Provided text:
- - - - -

Monday, 30 January 2012

Coffee Water Quality

This is something that has been weighing on my mind lately. It just feels like such a massively under-considered area. So much time and effort go into other coffee parameters, but when it comes to water I've found it really difficult to get much traction in conversations with others (apart from John Gordon, who seems to have dedicated a good portion of time to understanding the issues and also some options for addressing the problems he experiences). I am frequently advised to dismiss my water concerns, for one reason or another. It's not something I need to think too much about, apparently. Whatever the issues I have, I should address them through one or all of the following:
  • Adjusting my extraction technique to compensate
  • Installing the same filtration and softening systems as everyone else
  • Using bottled water (not very practical in a commercial setting, huh?)
  • Ignoring it. The SCAA water quality guidelines are outdated, they say,

I can't accept this, I'm afraid. That's not to say that the above are incorrect. Nor that they are correct. My point is, the whole issue is spoken about in such a blasé manner. Opinions are thrown around without a care in the world for whether they are based on any scientific evidence. It is just incredibly incongruous to be so laid back about this brewing parameter, in an industry where people are obsessive about things such as the normal distribution of hole-size in a portafilter basket!

Why the pushback?

- - - - -

Requirement:
Duplicate the coffee water quality post word for word from "I can't accept" to "Why the pushback?".

Saved data entries
- - - - -

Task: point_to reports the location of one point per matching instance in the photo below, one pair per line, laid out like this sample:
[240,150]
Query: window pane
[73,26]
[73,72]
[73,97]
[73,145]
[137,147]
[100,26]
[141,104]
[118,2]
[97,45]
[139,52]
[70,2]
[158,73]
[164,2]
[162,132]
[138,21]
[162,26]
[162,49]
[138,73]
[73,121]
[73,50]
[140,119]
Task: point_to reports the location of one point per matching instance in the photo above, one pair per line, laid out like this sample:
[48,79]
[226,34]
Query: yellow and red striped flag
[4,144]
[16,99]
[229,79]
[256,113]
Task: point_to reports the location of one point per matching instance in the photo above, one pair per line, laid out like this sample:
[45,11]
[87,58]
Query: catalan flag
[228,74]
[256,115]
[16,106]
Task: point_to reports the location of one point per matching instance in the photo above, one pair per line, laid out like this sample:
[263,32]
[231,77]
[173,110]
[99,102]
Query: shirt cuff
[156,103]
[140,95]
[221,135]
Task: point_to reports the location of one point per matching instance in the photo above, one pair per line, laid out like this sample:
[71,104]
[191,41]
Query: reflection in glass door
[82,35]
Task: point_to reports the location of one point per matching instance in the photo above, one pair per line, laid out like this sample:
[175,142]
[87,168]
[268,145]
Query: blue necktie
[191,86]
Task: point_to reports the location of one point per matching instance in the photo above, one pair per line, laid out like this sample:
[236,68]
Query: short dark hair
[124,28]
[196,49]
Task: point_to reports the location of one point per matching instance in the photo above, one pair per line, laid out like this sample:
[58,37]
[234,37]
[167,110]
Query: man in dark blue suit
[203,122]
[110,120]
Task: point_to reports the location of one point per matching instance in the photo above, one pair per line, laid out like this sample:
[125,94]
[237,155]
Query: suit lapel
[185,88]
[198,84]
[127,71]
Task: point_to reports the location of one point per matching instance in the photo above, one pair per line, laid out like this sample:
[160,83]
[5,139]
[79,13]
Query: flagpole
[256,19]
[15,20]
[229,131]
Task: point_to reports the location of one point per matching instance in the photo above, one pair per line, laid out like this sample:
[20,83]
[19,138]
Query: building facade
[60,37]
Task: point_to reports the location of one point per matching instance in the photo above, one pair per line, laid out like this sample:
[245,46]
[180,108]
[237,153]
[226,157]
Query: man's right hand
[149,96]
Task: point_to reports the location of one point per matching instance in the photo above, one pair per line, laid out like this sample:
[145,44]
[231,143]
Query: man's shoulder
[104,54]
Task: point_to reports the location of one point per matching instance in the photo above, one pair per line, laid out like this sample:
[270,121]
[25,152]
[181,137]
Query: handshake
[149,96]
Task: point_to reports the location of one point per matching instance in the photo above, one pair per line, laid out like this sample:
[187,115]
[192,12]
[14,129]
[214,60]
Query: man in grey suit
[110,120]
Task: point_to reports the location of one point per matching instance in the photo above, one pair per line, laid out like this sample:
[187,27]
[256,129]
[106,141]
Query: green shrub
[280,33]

- - - - -

Exercise answer:
I can't accept this, I'm afraid. That's not to say that the above are incorrect. Nor that they are correct. My point is, the whole issue is spoken about in such a blasé manner. Opinions are thrown around without a care in the world for whether they are based on any scientific evidence. It is just incredibly incongruous to be so laid back about this brewing parameter, in an industry where people are obsessive about things such as the normal distribution of hole-size in a portafilter basket!

Why the pushback?